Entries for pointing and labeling
>> BEGIN

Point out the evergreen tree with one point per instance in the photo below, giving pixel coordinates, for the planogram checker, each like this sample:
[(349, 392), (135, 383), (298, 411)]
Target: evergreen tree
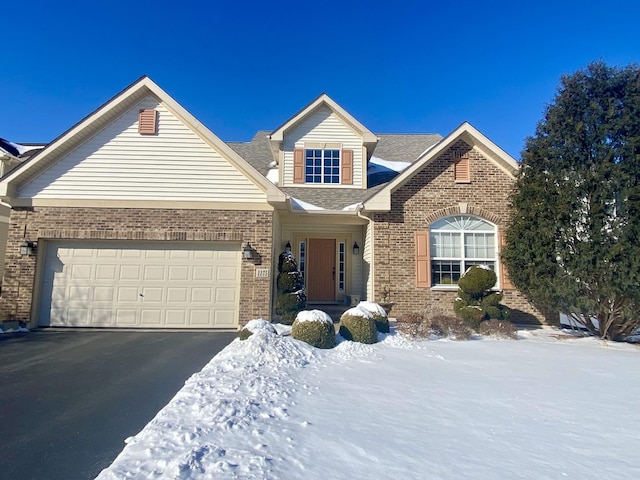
[(573, 238)]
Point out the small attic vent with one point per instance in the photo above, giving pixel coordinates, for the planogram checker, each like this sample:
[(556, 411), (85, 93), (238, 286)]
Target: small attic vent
[(148, 122)]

>> END

▸ **Task directions**: Update the material above by replacing each "Point out" with "Mark" and leaving everything else unchanged. Leave the pictures out of your answer.

▸ **Output of the task**:
Mark the evergreen tree with one point per instance in the photo below, giving pixel coordinates, for the planogram checker, each like this sample:
[(349, 392), (135, 383), (298, 411)]
Target: evergreen tree
[(573, 238)]
Mark the small attic vent with one point per instance in the photo above, giving pixel coordinates, for the planogram checker, each like this sample:
[(556, 411), (85, 93), (238, 286)]
Target: small attic vent
[(148, 122)]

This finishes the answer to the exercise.